* _What you will do_
Replace every "red jersey" with "maroon jersey" throughout the listing below, and reproduce all other lines unchanged.

## begin Materials provided

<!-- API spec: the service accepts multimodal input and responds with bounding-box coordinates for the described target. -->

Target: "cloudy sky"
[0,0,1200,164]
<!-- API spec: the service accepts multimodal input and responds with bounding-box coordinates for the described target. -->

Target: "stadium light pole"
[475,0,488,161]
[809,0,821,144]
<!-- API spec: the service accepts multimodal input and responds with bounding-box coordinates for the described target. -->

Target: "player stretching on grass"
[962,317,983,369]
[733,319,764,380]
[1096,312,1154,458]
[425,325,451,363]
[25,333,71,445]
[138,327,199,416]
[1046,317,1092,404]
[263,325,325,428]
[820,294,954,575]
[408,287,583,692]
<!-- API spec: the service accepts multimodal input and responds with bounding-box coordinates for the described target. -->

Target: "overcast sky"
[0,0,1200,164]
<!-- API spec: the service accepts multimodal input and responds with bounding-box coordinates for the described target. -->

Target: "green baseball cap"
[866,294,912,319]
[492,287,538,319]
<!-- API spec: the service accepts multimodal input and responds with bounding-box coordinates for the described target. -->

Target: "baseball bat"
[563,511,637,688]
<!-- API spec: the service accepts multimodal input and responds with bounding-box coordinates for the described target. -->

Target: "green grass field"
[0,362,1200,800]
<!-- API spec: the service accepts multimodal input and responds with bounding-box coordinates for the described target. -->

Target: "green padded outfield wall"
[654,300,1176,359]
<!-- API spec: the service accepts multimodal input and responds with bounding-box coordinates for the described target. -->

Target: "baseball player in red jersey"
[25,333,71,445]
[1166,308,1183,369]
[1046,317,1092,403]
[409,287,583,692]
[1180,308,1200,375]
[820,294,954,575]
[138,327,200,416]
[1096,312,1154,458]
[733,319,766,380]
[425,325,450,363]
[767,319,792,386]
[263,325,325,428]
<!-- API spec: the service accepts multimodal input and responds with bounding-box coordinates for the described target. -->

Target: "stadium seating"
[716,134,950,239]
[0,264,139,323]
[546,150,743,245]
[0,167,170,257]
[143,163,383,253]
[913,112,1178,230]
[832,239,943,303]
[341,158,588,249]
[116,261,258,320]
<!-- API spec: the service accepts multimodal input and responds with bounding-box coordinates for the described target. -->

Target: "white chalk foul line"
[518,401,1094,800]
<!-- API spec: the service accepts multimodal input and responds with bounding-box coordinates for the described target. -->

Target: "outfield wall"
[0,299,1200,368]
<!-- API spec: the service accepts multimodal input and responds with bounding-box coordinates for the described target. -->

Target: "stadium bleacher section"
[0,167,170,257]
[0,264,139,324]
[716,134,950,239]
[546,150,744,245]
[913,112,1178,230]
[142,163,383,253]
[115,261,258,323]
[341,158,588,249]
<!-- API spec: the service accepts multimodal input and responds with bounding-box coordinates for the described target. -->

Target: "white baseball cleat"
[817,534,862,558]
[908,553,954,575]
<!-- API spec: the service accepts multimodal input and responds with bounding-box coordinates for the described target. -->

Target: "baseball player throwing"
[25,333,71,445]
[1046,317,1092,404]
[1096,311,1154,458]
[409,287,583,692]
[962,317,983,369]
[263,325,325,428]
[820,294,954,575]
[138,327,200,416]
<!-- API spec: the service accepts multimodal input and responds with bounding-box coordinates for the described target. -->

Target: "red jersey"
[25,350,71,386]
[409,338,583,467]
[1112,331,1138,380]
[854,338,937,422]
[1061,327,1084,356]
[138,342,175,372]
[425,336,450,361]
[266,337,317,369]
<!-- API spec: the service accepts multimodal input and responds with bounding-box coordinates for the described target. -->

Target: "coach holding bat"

## end Materials provided

* _Written response_
<!-- API spec: the service accepts multimodal input and responds with bounding-box coordinates for the described target. -->

Target: "cloudy sky"
[0,0,1200,164]
<!-- API spec: the service accepts multimodal input and responds with bounding-box coordinates for the described target. -->

Target: "stadium light pole"
[475,0,488,161]
[809,0,821,144]
<!-- API spec: the service accepts multimodal input and responds with bounding-box coordinates for the described target. -->

Target: "player stretching on grass"
[962,317,983,369]
[733,319,764,380]
[1096,312,1154,458]
[425,325,451,363]
[25,333,71,445]
[138,327,199,416]
[1046,317,1092,404]
[263,325,325,428]
[820,294,954,575]
[408,287,583,692]
<!-- API spec: the service accepts multimodal input and responds with bounding-box coordinates for the described target. -->

Target: "overcast sky"
[0,0,1200,164]
<!-- API spec: the service accepts multimodal input and responds with bounding-box coordinates for the described target. -->

Target: "green baseball cap"
[866,294,912,319]
[492,287,538,319]
<!-- API spec: the service accepts multimodal input and responds with bounding-box coordinates for the described target. -->

Target: "baseball bat"
[563,511,637,688]
<!-- API spec: the service accepts multimodal input and responds with bounding-box coordinates for the described target. -->

Target: "green grass field"
[0,362,1200,800]
<!-- API spec: the service accepts multimodal input and responds with bounding-box coordinates for the described target. -->

Target: "green padded outfield wall"
[654,300,1176,359]
<!-- API spec: the service accepts multimodal input and responds with bounding-box coordinates for the described target. -->

Target: "baseball player in maroon jersey"
[25,333,71,445]
[1166,308,1183,369]
[1046,317,1092,403]
[409,287,583,692]
[1180,308,1200,375]
[820,294,954,575]
[138,327,200,416]
[1096,312,1154,458]
[733,319,766,380]
[425,325,450,363]
[767,319,792,386]
[263,325,325,428]
<!-- API spec: the service accepts multimodal input and responds with bounding-box coordinates for the described target. -->

Target: "stadium seating"
[716,134,950,239]
[0,264,139,323]
[546,150,743,245]
[0,167,170,257]
[143,163,383,253]
[913,112,1178,230]
[832,239,943,303]
[341,158,588,249]
[116,261,258,320]
<!-- API spec: the service accepts multimodal input and responds with bounding-box coordinates for the described target. -->

Target: "white chalk foul line"
[518,401,1094,800]
<!-- API spec: the service accepts multimodal input and responds with bounding-box coordinates for the described target. -->

Target: "outfield wall"
[0,299,1200,368]
<!-- API spec: the service accepts multimodal input and responds with bounding-box coordinates for the described target. -->

Target: "stadium bleacher section"
[0,167,170,257]
[0,264,139,324]
[716,134,950,239]
[546,150,744,245]
[913,112,1178,230]
[142,163,383,253]
[115,261,258,323]
[341,158,588,249]
<!-- API spec: the service accepts multimodal input and responds with bounding-box coordinates for the described target. -->

Target: "white baseball cleat"
[817,534,862,558]
[908,553,954,575]
<!-- API spec: the service accepts multimodal input and responds with bounding-box coordinates for the described target. -->

Target: "baseball player throwing"
[25,333,71,445]
[1046,317,1092,404]
[1096,311,1154,458]
[409,287,583,692]
[962,317,983,369]
[263,325,325,428]
[820,294,954,575]
[138,327,200,416]
<!-- API spec: the service accepts multimodal input and responds with bounding-box coordinates for the described target. -->

Target: "maroon jersey"
[25,350,71,386]
[409,338,583,467]
[1112,331,1138,380]
[854,338,937,422]
[1061,327,1084,356]
[138,342,175,372]
[425,336,450,361]
[266,337,317,369]
<!-- API spec: the service accepts multimodal input and responds with bounding-box coordinates for the described target. -->

Target: "coach holding bat"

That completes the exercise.